§ **What you will do**
The line containing "Target: dark volcanic rock" opens the span to copy, and the last line of the records below closes it. Write out that span exactly.

(Saved entries)

******

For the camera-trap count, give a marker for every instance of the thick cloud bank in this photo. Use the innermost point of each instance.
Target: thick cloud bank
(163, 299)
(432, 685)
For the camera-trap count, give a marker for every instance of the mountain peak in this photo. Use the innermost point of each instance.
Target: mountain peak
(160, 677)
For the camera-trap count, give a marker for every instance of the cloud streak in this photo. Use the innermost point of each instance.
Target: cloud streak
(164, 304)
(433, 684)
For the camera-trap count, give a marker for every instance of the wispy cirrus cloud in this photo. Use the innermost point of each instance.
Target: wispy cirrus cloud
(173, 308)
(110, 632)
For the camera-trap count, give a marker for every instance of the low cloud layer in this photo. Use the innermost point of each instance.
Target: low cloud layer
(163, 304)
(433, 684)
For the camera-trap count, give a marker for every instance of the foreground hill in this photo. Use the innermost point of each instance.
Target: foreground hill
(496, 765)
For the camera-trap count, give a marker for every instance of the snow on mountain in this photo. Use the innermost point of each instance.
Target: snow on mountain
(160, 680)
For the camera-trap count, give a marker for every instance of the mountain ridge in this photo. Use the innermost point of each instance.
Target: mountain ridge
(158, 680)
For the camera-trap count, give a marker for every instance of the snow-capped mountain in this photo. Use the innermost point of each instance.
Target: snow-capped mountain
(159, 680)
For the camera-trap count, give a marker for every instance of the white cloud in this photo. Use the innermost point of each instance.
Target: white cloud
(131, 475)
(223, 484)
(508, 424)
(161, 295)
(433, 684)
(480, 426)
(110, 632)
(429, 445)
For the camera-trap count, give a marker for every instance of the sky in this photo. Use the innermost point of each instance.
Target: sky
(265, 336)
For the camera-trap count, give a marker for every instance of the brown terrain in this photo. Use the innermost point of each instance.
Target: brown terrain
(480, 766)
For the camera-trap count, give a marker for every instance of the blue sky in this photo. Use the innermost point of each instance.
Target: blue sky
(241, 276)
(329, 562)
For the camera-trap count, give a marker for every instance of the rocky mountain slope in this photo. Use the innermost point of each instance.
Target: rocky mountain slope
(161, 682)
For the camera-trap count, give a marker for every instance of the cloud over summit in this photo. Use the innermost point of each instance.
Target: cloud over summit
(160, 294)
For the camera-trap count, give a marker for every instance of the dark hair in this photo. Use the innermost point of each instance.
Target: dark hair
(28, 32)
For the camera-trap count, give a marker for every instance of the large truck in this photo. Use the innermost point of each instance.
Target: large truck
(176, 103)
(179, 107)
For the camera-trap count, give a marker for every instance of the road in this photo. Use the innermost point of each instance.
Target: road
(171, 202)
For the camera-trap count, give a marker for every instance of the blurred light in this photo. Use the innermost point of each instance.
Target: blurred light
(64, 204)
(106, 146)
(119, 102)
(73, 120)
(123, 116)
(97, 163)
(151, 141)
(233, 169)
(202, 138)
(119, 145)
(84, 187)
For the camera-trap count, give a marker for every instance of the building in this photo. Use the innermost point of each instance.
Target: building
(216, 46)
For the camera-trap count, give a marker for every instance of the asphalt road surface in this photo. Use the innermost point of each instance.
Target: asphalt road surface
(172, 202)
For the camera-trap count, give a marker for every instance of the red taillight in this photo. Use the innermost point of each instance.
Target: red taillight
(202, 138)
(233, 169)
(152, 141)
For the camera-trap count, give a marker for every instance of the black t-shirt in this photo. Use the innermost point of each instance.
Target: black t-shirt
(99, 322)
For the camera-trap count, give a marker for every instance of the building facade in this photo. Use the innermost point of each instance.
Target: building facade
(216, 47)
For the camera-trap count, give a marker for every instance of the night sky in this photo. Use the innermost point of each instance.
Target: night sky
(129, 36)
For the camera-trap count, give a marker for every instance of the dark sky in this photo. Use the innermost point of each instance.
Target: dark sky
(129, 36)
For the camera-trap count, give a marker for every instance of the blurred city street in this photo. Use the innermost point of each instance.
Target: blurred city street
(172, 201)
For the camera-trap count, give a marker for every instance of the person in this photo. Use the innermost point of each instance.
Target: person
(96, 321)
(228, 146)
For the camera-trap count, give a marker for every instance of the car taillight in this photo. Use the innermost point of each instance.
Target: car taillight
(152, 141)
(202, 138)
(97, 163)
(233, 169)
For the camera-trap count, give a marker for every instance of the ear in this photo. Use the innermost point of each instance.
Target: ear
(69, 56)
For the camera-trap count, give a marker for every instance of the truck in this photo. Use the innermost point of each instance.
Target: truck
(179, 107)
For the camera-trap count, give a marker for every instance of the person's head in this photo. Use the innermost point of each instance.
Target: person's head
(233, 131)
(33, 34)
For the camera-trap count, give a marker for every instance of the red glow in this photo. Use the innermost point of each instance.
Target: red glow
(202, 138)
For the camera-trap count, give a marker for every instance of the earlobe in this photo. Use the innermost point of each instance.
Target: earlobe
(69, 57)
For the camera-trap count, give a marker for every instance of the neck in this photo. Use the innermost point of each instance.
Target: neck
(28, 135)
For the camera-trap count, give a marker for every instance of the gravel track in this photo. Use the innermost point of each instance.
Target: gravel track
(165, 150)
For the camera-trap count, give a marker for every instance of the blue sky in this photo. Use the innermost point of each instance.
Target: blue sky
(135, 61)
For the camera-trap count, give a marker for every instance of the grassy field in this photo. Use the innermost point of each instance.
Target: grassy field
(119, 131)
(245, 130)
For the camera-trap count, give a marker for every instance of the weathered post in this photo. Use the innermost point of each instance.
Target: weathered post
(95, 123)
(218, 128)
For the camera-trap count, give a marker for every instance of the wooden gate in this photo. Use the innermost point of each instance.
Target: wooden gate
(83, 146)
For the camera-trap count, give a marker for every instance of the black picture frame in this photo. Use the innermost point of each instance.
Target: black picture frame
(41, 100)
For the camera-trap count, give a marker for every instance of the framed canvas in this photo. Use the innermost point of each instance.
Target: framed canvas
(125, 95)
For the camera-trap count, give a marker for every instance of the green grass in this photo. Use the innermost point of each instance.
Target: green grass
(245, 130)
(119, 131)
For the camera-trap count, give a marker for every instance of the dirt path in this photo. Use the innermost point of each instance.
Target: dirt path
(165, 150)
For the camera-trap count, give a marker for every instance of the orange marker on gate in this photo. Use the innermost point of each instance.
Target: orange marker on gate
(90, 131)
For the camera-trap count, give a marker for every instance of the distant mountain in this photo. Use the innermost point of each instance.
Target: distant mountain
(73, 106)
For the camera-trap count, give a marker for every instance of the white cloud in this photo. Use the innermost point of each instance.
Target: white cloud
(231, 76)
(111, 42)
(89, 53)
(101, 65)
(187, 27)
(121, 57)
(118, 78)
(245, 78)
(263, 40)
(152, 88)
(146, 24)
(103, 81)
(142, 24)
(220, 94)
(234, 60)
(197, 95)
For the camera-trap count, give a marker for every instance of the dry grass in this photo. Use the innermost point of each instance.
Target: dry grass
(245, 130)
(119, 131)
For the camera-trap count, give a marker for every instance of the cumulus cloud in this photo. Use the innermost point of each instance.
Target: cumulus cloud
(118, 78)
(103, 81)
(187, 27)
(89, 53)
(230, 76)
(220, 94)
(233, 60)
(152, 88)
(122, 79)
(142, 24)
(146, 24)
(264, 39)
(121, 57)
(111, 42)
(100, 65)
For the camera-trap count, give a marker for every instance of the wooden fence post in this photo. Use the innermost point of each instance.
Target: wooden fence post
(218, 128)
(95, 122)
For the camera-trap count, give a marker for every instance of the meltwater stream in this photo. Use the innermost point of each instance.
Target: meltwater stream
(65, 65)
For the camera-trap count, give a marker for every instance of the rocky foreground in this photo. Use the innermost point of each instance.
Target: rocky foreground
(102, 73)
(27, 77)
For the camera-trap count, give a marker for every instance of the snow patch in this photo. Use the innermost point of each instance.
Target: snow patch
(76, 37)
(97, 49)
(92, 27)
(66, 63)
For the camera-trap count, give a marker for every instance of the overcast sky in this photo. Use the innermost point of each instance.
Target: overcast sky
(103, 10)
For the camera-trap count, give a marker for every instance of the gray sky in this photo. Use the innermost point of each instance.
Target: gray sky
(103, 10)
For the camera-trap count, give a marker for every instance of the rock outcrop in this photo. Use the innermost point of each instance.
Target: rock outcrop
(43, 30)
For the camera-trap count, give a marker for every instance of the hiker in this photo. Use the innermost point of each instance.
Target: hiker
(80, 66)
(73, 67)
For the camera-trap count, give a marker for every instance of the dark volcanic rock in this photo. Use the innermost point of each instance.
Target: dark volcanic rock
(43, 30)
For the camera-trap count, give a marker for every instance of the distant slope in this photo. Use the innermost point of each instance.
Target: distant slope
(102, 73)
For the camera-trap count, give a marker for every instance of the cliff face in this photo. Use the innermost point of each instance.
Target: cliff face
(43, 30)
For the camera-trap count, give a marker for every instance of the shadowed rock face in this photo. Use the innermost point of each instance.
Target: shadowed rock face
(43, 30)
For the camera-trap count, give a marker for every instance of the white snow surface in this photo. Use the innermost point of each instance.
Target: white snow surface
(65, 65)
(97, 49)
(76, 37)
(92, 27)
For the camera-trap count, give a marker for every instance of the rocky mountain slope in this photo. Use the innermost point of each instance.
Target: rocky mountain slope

******

§ **Task output**
Target: dark volcanic rock
(43, 30)
For the camera-trap count, give a marker for every instance of the distant slope in this photo. Use the innermost point of each instance.
Target: distant slope
(102, 73)
For the camera-trap count, give a marker for every instance of the cliff face in this photo. Use the innermost point of each instance.
Target: cliff face
(43, 30)
For the camera-trap count, give a marker for every instance of the shadowed rock face in this photo. Use the innermost point of each instance.
Target: shadowed rock face
(43, 30)
For the camera-trap count, give a marker for every instance of the white snow surface in this photo. Use the innermost point of each instance.
Target: white snow surface
(65, 65)
(97, 49)
(76, 37)
(92, 27)
For the camera-trap count, give a marker for every instance of the rocky mountain slope in this photo. Use the innermost point of each instance.
Target: rocky mountain slope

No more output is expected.